* begin Data for this exercise *

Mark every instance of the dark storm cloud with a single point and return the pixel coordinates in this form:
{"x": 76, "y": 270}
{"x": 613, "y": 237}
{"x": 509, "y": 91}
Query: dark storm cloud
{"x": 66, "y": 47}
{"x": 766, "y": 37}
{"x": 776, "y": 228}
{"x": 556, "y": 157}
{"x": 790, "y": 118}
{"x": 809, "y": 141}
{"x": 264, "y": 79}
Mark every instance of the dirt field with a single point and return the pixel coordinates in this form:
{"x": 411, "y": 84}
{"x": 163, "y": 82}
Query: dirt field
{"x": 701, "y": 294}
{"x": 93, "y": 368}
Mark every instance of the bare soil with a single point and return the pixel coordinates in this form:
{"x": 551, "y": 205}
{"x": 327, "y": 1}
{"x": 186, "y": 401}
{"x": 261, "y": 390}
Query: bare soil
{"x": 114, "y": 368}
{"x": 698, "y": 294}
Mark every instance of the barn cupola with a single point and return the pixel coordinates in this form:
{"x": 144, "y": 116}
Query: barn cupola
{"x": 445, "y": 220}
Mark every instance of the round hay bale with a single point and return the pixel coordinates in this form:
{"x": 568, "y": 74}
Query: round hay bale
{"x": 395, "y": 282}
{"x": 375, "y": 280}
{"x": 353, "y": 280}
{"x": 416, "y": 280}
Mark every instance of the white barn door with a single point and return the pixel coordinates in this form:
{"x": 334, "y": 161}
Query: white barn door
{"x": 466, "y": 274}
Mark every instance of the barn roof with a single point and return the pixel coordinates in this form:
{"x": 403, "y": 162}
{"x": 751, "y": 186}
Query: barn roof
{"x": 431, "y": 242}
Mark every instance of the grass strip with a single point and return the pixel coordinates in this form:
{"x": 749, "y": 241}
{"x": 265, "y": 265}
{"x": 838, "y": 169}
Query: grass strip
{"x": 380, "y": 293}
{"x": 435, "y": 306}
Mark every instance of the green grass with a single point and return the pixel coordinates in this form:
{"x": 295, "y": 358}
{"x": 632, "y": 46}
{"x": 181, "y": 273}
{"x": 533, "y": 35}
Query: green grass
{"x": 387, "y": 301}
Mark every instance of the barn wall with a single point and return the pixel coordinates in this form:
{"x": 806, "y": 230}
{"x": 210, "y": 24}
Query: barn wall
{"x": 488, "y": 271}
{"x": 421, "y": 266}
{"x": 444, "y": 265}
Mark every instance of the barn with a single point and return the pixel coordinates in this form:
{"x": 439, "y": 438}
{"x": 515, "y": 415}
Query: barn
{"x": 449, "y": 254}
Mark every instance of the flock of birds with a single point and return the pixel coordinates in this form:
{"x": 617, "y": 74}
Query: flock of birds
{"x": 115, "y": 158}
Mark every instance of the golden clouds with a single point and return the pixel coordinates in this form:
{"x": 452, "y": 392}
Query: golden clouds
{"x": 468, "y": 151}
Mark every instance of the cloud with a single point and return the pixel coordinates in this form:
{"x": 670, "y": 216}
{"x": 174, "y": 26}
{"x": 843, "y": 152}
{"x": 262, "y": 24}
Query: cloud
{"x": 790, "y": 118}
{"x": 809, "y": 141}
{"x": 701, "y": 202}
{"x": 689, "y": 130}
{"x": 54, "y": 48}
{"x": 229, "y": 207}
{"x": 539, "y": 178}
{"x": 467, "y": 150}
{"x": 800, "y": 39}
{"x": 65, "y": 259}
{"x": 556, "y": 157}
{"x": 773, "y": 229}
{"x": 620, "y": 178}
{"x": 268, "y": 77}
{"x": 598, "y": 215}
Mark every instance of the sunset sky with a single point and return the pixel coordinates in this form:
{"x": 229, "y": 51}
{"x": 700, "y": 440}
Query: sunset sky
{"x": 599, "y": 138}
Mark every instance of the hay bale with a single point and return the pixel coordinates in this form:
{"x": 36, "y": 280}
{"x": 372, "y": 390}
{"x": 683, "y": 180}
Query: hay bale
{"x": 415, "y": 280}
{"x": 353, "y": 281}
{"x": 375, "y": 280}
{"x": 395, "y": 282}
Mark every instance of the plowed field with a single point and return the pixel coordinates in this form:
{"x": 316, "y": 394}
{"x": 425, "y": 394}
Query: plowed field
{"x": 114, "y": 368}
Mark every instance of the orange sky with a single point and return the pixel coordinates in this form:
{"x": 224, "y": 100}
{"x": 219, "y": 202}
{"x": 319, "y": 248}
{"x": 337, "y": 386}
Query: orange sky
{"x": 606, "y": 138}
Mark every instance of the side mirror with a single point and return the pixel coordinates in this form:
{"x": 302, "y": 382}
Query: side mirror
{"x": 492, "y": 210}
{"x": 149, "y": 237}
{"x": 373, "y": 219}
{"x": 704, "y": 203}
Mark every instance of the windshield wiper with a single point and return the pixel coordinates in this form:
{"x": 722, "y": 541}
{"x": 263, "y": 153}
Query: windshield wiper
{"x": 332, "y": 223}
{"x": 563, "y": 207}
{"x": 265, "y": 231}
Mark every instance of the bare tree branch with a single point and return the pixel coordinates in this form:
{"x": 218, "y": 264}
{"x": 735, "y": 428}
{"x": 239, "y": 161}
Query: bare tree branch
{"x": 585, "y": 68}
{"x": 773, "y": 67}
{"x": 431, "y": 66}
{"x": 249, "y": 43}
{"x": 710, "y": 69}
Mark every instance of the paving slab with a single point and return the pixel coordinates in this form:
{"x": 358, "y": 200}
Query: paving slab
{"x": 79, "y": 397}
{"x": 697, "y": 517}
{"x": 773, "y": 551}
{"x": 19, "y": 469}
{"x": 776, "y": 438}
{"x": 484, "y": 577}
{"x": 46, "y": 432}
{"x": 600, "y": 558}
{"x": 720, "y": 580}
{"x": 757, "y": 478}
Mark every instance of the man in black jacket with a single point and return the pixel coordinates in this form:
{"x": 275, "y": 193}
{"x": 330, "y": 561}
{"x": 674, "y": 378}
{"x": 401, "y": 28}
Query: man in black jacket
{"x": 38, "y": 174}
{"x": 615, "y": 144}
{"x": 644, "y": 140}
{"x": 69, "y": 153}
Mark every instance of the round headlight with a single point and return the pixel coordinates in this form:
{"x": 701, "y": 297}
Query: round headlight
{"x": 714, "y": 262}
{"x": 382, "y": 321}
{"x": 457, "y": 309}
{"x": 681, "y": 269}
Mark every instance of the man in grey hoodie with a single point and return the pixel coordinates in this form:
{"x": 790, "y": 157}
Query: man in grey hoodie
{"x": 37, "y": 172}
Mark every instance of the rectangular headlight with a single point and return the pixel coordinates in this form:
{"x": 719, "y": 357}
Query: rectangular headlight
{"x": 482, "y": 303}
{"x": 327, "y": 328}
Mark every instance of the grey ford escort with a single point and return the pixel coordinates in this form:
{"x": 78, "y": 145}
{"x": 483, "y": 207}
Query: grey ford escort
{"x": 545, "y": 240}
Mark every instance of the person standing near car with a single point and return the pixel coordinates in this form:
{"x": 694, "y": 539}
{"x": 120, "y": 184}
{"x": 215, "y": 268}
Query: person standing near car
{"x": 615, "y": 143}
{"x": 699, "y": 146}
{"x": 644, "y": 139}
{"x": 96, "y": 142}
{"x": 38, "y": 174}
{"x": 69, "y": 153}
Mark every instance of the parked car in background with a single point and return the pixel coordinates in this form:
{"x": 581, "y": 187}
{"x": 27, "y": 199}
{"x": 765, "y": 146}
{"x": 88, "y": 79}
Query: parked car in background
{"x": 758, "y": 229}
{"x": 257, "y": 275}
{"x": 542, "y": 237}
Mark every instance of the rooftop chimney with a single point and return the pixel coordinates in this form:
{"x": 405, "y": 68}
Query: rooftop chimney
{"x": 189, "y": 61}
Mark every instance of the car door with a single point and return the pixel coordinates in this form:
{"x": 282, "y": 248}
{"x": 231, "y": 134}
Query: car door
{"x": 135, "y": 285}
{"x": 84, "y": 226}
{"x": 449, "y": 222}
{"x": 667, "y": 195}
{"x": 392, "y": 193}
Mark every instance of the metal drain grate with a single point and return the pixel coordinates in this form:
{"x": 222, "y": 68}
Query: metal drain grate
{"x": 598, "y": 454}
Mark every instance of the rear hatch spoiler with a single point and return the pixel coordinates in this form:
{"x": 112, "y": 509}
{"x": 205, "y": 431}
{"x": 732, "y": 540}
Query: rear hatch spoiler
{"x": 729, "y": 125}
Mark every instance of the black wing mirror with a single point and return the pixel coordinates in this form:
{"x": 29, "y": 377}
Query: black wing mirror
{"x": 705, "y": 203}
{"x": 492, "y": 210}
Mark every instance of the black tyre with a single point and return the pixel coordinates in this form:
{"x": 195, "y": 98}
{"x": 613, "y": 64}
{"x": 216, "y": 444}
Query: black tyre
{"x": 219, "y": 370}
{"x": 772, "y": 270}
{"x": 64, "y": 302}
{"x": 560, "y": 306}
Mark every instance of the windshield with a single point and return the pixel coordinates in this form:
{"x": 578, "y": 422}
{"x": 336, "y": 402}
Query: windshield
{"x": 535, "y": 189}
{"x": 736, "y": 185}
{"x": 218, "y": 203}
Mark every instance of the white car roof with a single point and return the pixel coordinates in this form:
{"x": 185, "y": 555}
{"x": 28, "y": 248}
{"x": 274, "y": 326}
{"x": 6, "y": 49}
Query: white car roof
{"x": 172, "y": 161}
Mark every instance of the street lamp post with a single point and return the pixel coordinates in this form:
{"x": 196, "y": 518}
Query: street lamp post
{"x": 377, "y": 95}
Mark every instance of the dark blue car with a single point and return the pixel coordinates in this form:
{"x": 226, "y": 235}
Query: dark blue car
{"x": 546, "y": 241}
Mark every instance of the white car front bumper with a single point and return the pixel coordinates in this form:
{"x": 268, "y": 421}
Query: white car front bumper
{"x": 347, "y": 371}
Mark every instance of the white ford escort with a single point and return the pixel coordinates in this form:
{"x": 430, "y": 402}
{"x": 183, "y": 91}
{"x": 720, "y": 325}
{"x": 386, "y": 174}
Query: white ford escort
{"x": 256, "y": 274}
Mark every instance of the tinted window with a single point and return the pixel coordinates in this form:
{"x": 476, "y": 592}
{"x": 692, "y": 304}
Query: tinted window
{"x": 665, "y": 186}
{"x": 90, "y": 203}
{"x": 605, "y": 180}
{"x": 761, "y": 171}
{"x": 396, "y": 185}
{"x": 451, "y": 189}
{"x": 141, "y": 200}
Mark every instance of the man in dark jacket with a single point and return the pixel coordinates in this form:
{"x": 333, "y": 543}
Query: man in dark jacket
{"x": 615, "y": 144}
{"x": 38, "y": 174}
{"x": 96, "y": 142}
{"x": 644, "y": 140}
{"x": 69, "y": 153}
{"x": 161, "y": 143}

* end Data for this exercise *

Description of the task: Transcribe exactly the line containing "Mark every instance of the white car front" and all remaining lines of the material, ending with the last one.

Answer to this exercise:
Mark every instance of the white car front bumper with a single point and return the pixel coordinates in this form:
{"x": 268, "y": 421}
Query: white car front bumper
{"x": 347, "y": 371}
Mark every instance of the white ford escort with a single point and return the pixel coordinates in this form:
{"x": 430, "y": 402}
{"x": 183, "y": 91}
{"x": 720, "y": 325}
{"x": 386, "y": 174}
Query: white ford escort
{"x": 256, "y": 274}
Mark every instance of the tinted window with a single point and return the pixel coordinates in this form:
{"x": 476, "y": 592}
{"x": 692, "y": 304}
Query: tinted window
{"x": 665, "y": 186}
{"x": 90, "y": 203}
{"x": 605, "y": 180}
{"x": 761, "y": 171}
{"x": 396, "y": 185}
{"x": 451, "y": 189}
{"x": 141, "y": 200}
Mark every instance of the man in dark jacket with a single point and return the pixel coordinates in this form:
{"x": 333, "y": 543}
Query: man in dark jacket
{"x": 615, "y": 144}
{"x": 38, "y": 174}
{"x": 96, "y": 142}
{"x": 644, "y": 140}
{"x": 69, "y": 153}
{"x": 161, "y": 143}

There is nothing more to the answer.